**Work item:**
Tally the lines below that contain "green". The number is the whole answer.

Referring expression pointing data
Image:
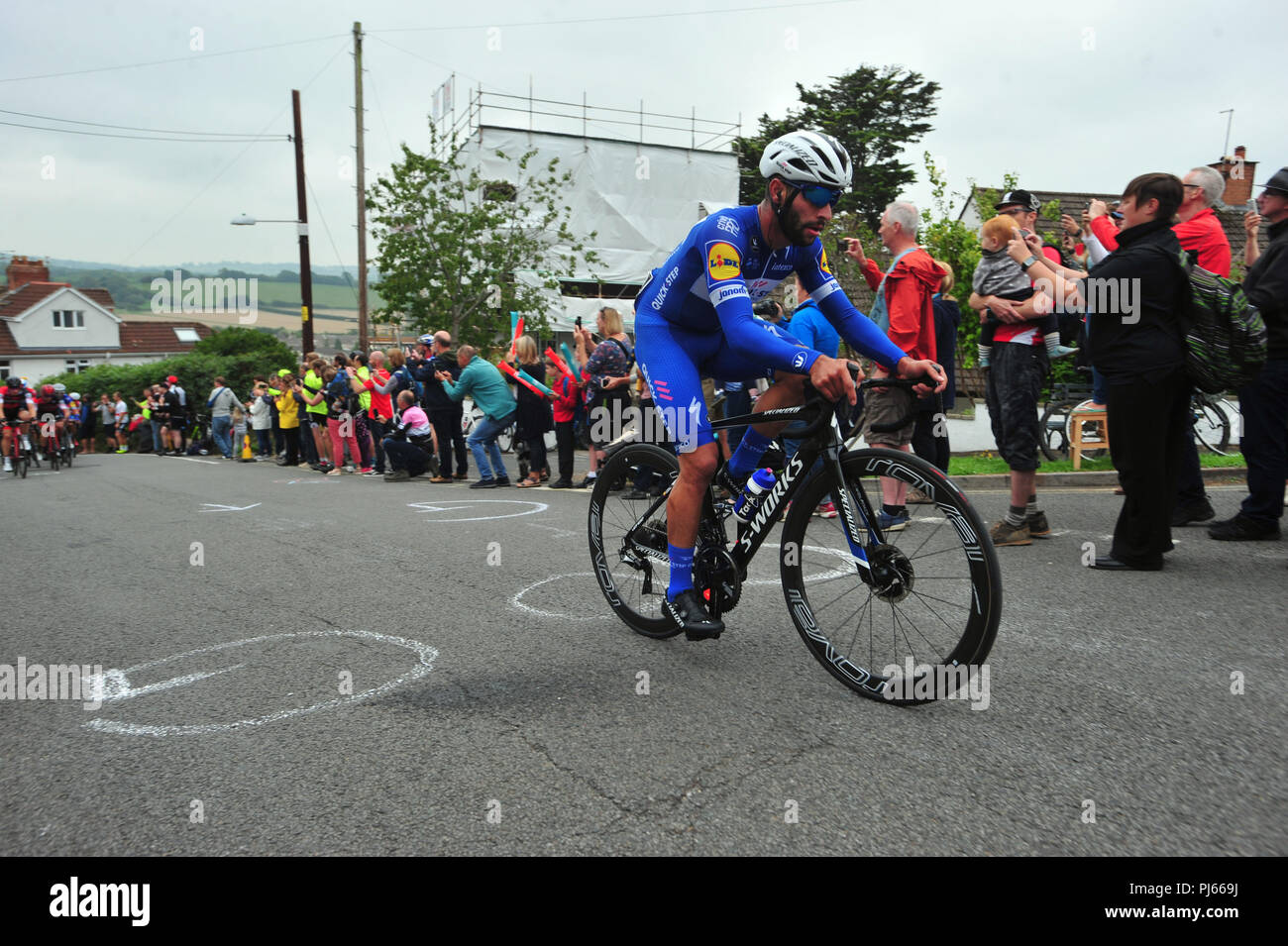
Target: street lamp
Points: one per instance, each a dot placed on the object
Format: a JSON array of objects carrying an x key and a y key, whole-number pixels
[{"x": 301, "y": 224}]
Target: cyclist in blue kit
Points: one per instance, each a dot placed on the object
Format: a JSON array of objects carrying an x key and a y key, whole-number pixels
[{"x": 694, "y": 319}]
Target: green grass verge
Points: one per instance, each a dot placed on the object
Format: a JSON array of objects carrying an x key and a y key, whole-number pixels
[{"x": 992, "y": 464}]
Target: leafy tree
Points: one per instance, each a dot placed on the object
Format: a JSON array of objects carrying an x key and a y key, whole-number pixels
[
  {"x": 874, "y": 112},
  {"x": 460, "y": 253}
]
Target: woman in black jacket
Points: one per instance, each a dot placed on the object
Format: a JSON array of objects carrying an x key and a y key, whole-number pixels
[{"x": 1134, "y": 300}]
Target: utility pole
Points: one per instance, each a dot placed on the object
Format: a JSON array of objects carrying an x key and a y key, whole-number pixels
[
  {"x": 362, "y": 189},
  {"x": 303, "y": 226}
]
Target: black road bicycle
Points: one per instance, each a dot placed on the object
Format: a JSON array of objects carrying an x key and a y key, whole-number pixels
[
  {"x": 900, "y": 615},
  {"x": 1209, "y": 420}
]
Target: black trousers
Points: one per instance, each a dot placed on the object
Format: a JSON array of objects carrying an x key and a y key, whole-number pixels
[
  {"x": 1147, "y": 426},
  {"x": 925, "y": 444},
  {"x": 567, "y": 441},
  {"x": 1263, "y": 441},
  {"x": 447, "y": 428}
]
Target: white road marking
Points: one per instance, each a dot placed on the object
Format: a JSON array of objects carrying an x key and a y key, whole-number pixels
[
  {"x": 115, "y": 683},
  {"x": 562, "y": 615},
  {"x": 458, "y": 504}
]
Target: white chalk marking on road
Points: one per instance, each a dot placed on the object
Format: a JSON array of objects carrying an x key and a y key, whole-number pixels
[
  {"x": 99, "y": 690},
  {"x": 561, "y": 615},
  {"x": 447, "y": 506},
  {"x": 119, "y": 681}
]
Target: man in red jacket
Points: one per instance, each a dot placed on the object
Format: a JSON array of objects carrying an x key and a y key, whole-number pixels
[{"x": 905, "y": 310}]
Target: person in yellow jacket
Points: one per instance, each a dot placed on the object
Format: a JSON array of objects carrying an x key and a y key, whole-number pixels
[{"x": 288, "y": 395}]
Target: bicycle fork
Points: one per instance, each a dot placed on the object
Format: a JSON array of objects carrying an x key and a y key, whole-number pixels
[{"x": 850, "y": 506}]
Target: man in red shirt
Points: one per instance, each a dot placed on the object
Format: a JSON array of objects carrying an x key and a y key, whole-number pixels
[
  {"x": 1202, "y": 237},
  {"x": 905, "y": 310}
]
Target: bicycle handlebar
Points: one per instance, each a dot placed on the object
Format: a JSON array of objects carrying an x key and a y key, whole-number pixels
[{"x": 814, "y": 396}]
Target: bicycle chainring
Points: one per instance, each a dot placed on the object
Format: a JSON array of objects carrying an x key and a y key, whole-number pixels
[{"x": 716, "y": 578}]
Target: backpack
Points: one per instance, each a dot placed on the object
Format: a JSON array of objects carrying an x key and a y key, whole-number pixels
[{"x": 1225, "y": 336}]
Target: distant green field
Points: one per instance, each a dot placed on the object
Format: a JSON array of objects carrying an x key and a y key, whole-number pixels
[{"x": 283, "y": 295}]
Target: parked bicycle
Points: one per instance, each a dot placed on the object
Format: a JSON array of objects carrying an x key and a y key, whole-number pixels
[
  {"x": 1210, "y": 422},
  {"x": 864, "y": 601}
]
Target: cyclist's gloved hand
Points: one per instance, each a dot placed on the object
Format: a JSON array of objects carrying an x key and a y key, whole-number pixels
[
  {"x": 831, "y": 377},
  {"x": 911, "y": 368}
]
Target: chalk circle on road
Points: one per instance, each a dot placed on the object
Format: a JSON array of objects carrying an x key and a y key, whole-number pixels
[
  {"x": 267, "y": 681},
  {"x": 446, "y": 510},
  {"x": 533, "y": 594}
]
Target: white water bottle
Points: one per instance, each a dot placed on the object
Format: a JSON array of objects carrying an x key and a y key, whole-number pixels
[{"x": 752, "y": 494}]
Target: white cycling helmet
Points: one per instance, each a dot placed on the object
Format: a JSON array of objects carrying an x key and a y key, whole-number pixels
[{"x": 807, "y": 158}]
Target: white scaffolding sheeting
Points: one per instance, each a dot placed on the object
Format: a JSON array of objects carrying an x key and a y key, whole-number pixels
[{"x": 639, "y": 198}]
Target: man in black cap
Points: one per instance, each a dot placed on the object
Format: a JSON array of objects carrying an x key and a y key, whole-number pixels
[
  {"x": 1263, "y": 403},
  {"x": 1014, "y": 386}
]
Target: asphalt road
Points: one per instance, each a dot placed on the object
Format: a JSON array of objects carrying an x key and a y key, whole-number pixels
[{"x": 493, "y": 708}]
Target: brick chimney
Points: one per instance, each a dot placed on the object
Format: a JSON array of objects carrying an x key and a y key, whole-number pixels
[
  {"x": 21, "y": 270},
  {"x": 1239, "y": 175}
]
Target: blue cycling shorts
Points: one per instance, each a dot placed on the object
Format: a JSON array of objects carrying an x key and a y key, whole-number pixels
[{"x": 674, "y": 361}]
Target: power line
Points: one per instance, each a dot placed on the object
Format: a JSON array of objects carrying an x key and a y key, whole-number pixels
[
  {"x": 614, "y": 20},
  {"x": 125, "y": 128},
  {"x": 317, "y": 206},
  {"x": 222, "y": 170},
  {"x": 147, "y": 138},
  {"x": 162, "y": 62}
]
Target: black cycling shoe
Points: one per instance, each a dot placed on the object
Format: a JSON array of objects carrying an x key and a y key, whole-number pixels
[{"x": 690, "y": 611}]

---

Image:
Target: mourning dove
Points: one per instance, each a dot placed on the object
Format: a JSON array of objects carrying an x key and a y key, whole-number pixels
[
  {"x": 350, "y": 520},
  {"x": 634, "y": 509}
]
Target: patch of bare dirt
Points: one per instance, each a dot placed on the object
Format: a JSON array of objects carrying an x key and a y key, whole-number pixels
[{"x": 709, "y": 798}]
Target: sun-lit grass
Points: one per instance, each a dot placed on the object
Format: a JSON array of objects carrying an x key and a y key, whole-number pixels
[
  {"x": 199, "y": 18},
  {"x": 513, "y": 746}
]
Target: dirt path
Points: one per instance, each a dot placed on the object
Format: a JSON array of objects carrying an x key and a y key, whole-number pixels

**Response to the exercise:**
2